STATED EXERCISE
Can you turn the listing below into a numbered list, dropping any blank lines and leaving the pictures out?

RECORDS PROVIDED
-----
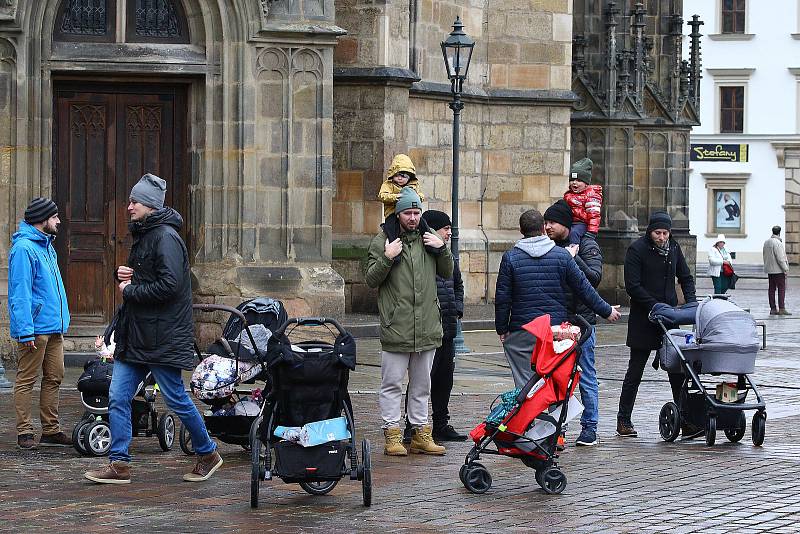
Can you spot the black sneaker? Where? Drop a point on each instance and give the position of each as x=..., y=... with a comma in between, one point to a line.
x=626, y=430
x=58, y=439
x=26, y=442
x=588, y=438
x=447, y=433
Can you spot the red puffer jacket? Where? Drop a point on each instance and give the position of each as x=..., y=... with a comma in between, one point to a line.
x=586, y=206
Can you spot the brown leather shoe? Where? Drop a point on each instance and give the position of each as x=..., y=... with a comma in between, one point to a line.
x=55, y=440
x=204, y=468
x=26, y=442
x=113, y=473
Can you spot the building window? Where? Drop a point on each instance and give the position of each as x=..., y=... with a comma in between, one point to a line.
x=731, y=111
x=733, y=13
x=86, y=20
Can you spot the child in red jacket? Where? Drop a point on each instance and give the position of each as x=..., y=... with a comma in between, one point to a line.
x=584, y=200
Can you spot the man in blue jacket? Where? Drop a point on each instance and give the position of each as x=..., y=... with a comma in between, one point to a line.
x=533, y=280
x=37, y=306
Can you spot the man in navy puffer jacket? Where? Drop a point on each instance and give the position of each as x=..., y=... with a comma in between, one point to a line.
x=533, y=280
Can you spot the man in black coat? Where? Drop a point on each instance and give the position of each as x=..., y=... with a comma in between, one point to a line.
x=558, y=220
x=652, y=264
x=154, y=331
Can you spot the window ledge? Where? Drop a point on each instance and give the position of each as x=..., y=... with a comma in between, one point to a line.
x=731, y=36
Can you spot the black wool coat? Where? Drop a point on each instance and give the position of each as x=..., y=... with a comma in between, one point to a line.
x=650, y=278
x=155, y=325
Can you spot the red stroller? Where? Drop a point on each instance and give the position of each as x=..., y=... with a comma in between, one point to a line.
x=528, y=422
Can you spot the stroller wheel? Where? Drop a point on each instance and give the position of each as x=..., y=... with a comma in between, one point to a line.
-----
SOLVED PROBLEM
1. Can you spot the black sneaker? Where? Drop a point on each instance and give the position of each as x=..., y=... with a comma in between, one point to a line.
2. x=626, y=430
3. x=58, y=439
4. x=26, y=442
5. x=588, y=438
6. x=447, y=433
7. Can you spot the red puffer jacket? Where? Drop a point on each instance and give the position of each as x=..., y=... with a comma in between, one point to a line.
8. x=586, y=206
9. Can you spot the brown leather shoe? Where? Drop a point on each instance and give the position of each as x=..., y=... with a comma in between, one point to a line.
10. x=55, y=440
11. x=204, y=468
12. x=26, y=442
13. x=113, y=473
14. Can you spot the building window? Where? Drop a point on each instance and give the position of each as x=..., y=... with a comma in between, one point to a line.
15. x=731, y=111
16. x=733, y=13
17. x=86, y=20
18. Can you spot the child in red jacket? Where? Drop a point on each instance and give the position of each as x=..., y=... with a comma in between, one point to a line.
19. x=584, y=200
20. Can you spot the man in blue jacket? Where? Drop a point on each instance and give the position of each as x=..., y=... with a comma in between, one point to a line.
21. x=533, y=280
22. x=37, y=306
23. Can you spot the man in navy puffer jacket? Where? Drop a point on each instance and give the position of each as x=..., y=... with a comma in between, one point to a line.
24. x=533, y=280
25. Can you spot the man in black coat? Where? Drop a point on each instance and give the position of each as x=..., y=... with a comma in between, one point to a line.
26. x=558, y=220
27. x=652, y=264
28. x=154, y=331
29. Can you spot the window ledge? Where? Drop a point on each instance and give the position of each as x=..., y=... with a comma in between, one point to a line.
30. x=731, y=36
31. Can you spot the black wool coat? Where? Drop a point on each instance and give the position of each as x=..., y=... with a comma in between, one point to a line.
32. x=650, y=278
33. x=155, y=325
34. Can you spot the red stroller? Where? Drop a point on each instance and give the position of each as x=..., y=... with a comma in between, one point to a line.
35. x=528, y=422
36. Can you spot the stroller wheel? Where? Drop a point on each instance and give the position of each as x=..., y=... with a comma in between, one point to a line.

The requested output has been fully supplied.